* Material supplied:
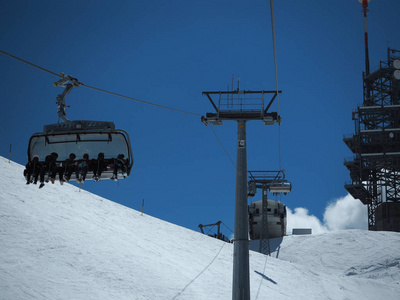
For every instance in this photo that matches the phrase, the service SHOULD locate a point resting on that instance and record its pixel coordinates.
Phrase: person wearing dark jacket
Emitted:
(32, 168)
(98, 166)
(119, 164)
(81, 168)
(69, 166)
(49, 166)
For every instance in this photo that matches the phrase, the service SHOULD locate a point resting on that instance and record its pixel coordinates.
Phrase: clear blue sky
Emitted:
(168, 52)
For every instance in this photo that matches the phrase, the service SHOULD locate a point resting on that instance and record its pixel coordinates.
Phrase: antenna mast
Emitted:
(365, 10)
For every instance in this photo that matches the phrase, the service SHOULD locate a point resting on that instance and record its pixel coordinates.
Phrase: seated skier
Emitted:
(119, 164)
(32, 168)
(98, 166)
(69, 166)
(49, 165)
(81, 168)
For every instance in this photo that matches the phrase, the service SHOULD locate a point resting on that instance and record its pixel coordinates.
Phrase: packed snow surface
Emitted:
(62, 243)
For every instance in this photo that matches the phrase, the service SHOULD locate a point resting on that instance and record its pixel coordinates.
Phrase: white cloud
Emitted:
(346, 213)
(342, 213)
(301, 219)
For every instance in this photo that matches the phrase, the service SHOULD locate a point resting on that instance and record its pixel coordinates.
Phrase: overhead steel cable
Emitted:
(29, 63)
(138, 100)
(98, 89)
(115, 94)
(276, 79)
(223, 147)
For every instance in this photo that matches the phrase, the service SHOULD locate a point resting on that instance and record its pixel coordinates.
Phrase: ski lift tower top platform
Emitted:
(241, 105)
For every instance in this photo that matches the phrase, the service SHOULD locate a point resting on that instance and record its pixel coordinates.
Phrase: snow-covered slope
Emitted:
(59, 243)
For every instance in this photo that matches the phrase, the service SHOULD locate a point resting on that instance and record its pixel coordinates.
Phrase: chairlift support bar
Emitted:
(246, 108)
(63, 82)
(274, 181)
(209, 225)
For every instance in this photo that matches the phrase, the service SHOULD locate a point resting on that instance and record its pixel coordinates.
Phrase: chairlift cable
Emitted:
(118, 95)
(141, 101)
(29, 63)
(227, 227)
(276, 78)
(98, 89)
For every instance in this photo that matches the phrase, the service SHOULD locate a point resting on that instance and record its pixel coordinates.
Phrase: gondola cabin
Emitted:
(80, 137)
(276, 216)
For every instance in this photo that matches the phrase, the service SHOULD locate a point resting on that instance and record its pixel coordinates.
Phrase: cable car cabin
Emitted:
(80, 137)
(280, 187)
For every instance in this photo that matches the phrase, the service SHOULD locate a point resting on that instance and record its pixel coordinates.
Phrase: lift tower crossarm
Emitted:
(241, 106)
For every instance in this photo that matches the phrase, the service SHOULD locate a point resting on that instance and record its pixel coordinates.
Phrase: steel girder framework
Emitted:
(375, 167)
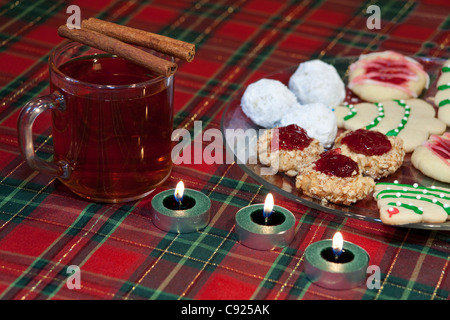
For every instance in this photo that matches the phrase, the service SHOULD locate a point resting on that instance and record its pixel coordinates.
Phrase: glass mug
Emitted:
(112, 123)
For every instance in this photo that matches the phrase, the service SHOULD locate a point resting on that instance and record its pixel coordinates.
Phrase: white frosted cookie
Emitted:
(318, 120)
(315, 81)
(266, 100)
(411, 120)
(442, 98)
(403, 204)
(433, 158)
(387, 75)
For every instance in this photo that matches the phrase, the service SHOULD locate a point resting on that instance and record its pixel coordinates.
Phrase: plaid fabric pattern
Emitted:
(44, 228)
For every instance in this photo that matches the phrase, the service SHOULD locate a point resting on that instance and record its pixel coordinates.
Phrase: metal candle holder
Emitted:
(256, 232)
(324, 269)
(190, 214)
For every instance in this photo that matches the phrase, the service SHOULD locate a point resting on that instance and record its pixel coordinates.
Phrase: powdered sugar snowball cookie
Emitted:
(401, 204)
(432, 158)
(315, 81)
(442, 97)
(387, 75)
(266, 100)
(318, 120)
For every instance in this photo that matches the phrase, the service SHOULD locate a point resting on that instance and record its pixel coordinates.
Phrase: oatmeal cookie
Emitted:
(377, 155)
(288, 149)
(336, 178)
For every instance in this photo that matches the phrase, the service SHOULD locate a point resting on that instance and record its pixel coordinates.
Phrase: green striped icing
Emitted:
(418, 193)
(380, 116)
(403, 122)
(351, 113)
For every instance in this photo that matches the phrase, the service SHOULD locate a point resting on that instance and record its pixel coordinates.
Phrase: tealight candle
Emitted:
(336, 264)
(180, 210)
(265, 226)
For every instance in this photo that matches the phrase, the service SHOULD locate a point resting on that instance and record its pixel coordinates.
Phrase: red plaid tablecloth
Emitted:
(45, 229)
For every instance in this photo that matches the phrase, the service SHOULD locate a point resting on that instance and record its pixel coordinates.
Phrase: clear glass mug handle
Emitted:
(27, 117)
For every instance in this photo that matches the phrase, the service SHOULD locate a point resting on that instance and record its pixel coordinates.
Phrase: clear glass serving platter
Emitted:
(234, 120)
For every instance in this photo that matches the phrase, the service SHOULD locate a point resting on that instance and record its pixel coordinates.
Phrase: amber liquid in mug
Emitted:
(118, 149)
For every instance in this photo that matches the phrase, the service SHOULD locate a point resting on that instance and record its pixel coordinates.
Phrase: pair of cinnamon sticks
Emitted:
(119, 40)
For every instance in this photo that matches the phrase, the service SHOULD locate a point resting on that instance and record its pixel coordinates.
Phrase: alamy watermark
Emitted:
(373, 280)
(374, 21)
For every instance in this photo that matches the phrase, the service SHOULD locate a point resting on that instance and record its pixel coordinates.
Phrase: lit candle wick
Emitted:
(178, 194)
(268, 207)
(337, 245)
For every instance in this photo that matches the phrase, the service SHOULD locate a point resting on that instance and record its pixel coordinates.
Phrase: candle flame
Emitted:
(179, 190)
(337, 244)
(268, 205)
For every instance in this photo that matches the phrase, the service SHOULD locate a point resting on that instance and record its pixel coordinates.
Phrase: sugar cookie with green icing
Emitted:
(401, 204)
(432, 158)
(442, 97)
(412, 120)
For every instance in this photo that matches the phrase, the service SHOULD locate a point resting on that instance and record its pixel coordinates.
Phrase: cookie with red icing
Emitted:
(411, 120)
(336, 178)
(387, 75)
(433, 157)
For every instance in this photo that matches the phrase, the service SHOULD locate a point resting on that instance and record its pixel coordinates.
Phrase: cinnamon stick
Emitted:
(177, 48)
(119, 48)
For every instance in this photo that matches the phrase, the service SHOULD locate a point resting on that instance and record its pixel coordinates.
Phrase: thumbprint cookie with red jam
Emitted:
(377, 155)
(288, 149)
(336, 178)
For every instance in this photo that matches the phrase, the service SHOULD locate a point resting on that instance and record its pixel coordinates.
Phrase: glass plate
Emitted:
(366, 209)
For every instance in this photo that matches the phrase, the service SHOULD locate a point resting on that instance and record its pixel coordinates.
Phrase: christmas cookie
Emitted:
(433, 157)
(315, 81)
(318, 120)
(411, 120)
(288, 149)
(403, 204)
(336, 178)
(442, 98)
(376, 154)
(266, 100)
(387, 75)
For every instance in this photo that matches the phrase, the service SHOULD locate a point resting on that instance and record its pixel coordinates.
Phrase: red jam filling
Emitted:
(333, 163)
(388, 70)
(440, 145)
(367, 142)
(291, 137)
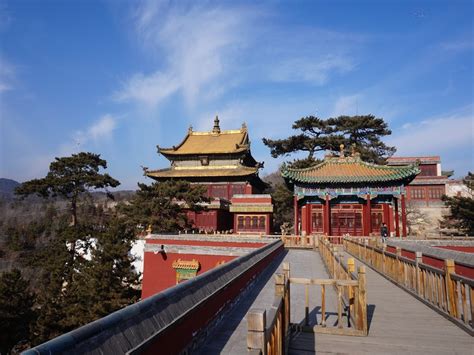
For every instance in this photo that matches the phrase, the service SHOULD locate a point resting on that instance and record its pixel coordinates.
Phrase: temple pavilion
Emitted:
(344, 195)
(221, 160)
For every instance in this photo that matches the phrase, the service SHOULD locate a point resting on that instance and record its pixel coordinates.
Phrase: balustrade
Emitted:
(442, 289)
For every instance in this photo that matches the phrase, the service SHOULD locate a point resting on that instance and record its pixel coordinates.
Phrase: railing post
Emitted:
(256, 324)
(280, 285)
(384, 249)
(418, 261)
(287, 305)
(366, 241)
(450, 292)
(362, 300)
(398, 252)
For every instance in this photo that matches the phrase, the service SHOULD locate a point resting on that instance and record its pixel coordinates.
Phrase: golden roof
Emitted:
(212, 142)
(186, 264)
(202, 172)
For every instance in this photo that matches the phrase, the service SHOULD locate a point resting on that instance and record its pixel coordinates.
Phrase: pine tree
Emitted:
(319, 135)
(160, 205)
(16, 313)
(69, 177)
(108, 281)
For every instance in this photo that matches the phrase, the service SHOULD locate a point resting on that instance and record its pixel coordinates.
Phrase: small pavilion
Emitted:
(344, 195)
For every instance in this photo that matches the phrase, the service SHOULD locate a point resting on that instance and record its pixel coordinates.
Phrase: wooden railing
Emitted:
(300, 241)
(351, 288)
(308, 241)
(268, 333)
(441, 289)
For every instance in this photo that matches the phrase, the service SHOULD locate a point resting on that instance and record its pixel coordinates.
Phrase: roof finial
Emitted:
(216, 128)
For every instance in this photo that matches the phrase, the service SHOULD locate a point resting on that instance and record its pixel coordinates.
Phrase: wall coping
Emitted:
(133, 327)
(226, 238)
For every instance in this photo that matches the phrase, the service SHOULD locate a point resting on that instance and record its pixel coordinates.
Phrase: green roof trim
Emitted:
(350, 170)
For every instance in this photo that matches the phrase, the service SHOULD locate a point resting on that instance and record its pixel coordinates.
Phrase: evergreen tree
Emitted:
(69, 177)
(364, 133)
(318, 135)
(108, 281)
(16, 313)
(160, 205)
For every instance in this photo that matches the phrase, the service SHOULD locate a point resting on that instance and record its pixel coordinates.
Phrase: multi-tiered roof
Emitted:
(212, 155)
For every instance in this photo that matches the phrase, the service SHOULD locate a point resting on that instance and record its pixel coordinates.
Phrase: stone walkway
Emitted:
(398, 323)
(230, 337)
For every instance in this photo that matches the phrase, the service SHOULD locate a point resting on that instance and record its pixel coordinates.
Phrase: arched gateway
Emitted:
(345, 195)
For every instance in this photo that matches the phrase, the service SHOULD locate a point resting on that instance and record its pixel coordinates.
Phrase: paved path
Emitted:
(398, 323)
(230, 337)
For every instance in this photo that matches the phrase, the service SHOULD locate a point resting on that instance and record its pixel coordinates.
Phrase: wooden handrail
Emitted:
(268, 332)
(441, 289)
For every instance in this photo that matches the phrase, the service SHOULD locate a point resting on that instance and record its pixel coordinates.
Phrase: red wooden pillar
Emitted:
(397, 219)
(308, 219)
(404, 217)
(295, 208)
(327, 215)
(386, 215)
(304, 219)
(368, 218)
(248, 189)
(268, 224)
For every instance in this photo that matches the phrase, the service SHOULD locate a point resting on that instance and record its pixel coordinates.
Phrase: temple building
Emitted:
(221, 161)
(345, 195)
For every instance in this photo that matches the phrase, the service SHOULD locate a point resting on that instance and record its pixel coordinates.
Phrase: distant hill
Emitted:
(7, 187)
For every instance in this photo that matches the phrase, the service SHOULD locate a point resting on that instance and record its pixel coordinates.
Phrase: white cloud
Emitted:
(196, 44)
(346, 105)
(149, 90)
(7, 75)
(202, 51)
(450, 136)
(311, 70)
(103, 128)
(458, 45)
(98, 131)
(435, 135)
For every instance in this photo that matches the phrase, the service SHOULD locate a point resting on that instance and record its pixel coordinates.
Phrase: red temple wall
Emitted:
(205, 243)
(343, 218)
(266, 230)
(229, 189)
(178, 336)
(158, 273)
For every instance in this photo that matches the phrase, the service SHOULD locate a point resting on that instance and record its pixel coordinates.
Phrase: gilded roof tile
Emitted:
(186, 264)
(222, 142)
(202, 172)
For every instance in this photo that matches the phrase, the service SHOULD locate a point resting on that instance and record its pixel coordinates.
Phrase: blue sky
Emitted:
(119, 77)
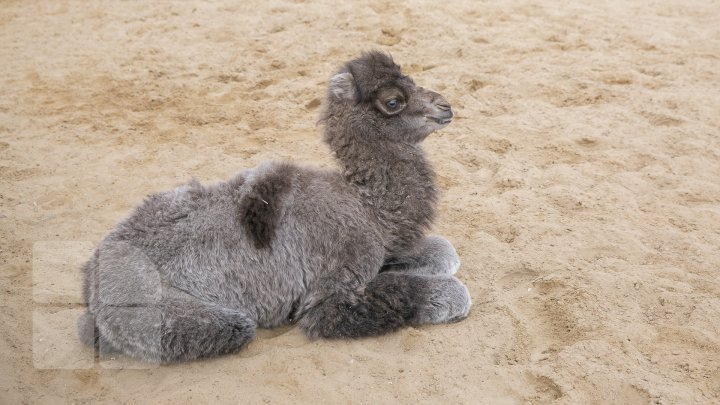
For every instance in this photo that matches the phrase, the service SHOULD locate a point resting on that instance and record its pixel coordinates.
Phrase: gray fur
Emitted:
(191, 272)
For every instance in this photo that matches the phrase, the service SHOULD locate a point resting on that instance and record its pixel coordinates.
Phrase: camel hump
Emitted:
(260, 208)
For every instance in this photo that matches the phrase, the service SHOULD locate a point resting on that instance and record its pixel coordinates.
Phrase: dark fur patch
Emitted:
(259, 209)
(372, 71)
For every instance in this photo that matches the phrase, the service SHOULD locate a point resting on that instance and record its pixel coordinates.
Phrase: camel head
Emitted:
(373, 100)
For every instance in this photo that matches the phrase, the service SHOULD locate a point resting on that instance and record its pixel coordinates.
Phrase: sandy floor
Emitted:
(580, 185)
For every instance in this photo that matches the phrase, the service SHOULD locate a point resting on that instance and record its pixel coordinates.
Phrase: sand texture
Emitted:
(580, 184)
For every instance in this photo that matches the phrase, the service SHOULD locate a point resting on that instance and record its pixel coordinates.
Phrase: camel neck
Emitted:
(396, 183)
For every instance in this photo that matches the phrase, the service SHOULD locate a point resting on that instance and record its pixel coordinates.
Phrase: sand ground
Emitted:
(580, 184)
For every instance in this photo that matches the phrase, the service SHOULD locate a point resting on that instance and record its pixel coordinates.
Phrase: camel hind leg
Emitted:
(174, 329)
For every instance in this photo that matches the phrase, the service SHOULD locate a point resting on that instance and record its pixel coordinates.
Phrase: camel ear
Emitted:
(342, 86)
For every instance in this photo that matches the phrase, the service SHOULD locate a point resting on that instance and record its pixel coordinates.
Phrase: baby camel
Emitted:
(193, 271)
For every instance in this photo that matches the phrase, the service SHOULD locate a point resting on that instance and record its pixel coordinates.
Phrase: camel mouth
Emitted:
(440, 121)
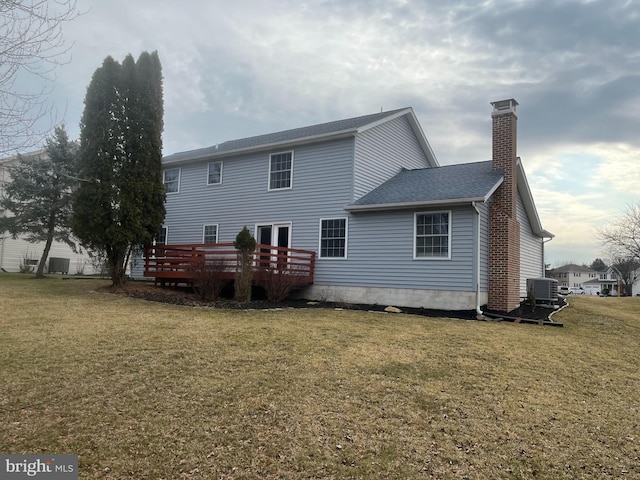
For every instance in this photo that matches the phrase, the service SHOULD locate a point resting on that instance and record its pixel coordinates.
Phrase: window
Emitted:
(214, 174)
(171, 180)
(161, 239)
(333, 238)
(280, 170)
(210, 234)
(432, 235)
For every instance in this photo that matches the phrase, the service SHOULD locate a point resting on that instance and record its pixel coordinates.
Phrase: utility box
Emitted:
(59, 265)
(544, 289)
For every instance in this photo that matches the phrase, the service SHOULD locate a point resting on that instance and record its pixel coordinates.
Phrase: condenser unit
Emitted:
(544, 289)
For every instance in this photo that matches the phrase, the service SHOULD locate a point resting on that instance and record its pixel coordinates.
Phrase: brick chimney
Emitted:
(504, 228)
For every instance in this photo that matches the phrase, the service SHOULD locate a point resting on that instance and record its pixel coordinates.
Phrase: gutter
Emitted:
(378, 207)
(478, 309)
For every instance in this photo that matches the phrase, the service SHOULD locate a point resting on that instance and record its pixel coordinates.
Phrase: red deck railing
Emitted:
(177, 263)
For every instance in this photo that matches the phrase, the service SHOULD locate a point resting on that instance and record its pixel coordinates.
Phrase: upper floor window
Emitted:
(161, 239)
(280, 170)
(214, 174)
(210, 234)
(432, 235)
(171, 180)
(333, 238)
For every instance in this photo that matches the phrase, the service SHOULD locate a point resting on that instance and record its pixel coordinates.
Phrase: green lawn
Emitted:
(147, 391)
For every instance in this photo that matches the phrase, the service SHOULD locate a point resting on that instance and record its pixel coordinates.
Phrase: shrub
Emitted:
(208, 277)
(279, 282)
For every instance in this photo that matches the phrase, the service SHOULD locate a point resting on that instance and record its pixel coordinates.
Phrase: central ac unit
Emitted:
(544, 289)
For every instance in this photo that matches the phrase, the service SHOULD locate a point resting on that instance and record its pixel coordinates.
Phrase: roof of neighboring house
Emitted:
(572, 267)
(313, 133)
(462, 183)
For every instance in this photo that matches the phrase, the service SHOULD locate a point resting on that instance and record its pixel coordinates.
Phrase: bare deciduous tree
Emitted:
(31, 45)
(622, 236)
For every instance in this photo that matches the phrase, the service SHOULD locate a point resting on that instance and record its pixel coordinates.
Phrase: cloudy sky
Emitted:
(236, 69)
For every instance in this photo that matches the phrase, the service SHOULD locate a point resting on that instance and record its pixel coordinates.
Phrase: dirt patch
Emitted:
(186, 296)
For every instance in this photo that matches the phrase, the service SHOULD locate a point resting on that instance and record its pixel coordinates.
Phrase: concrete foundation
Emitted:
(414, 298)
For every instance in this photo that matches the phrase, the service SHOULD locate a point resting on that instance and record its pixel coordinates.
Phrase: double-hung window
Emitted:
(280, 170)
(333, 238)
(432, 235)
(171, 180)
(210, 234)
(161, 239)
(214, 173)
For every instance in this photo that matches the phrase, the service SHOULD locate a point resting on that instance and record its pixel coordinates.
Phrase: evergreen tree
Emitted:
(121, 205)
(598, 265)
(40, 196)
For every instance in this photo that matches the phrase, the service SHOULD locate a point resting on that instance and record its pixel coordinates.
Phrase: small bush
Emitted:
(278, 283)
(208, 277)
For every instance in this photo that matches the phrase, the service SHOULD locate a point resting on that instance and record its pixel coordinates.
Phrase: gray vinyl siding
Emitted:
(382, 151)
(321, 187)
(380, 247)
(531, 250)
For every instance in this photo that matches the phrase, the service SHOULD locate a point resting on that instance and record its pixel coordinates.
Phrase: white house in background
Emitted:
(577, 276)
(14, 253)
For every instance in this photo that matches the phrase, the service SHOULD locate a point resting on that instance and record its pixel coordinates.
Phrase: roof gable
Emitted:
(313, 133)
(452, 184)
(529, 205)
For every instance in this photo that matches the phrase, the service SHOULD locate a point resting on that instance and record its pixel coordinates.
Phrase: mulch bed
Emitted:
(185, 296)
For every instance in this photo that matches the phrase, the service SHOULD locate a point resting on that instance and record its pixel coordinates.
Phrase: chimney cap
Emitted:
(504, 106)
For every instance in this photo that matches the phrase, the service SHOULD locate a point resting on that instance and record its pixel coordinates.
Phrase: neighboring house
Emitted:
(577, 276)
(15, 253)
(611, 281)
(389, 224)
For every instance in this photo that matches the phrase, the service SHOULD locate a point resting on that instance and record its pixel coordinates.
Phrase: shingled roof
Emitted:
(320, 131)
(452, 184)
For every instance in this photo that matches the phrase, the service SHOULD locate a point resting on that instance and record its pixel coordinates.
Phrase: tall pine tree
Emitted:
(39, 196)
(121, 202)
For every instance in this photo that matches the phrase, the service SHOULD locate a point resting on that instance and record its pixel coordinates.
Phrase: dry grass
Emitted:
(145, 390)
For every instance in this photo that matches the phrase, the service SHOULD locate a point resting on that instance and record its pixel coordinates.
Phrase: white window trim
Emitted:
(221, 169)
(269, 177)
(211, 225)
(415, 234)
(179, 178)
(166, 236)
(346, 238)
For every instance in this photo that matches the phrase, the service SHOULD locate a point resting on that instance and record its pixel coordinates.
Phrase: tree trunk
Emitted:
(244, 277)
(47, 247)
(117, 266)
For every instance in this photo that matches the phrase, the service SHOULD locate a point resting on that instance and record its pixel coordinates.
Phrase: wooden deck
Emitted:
(179, 263)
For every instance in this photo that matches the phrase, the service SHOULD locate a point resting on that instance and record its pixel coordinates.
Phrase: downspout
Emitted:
(478, 309)
(544, 269)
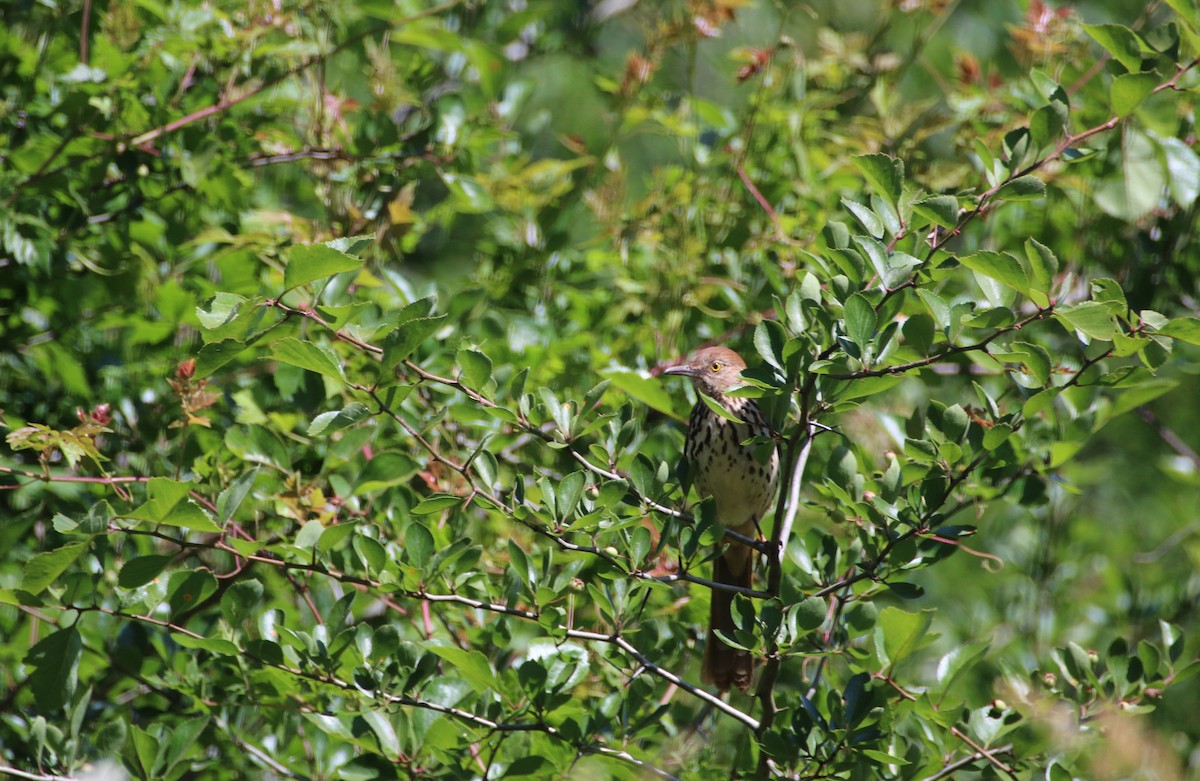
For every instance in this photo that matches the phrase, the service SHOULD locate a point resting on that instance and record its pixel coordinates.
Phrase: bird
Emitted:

* Objective: Count the lines in the records above that contain the string "unit". Reply with the number only.

* Reply: 2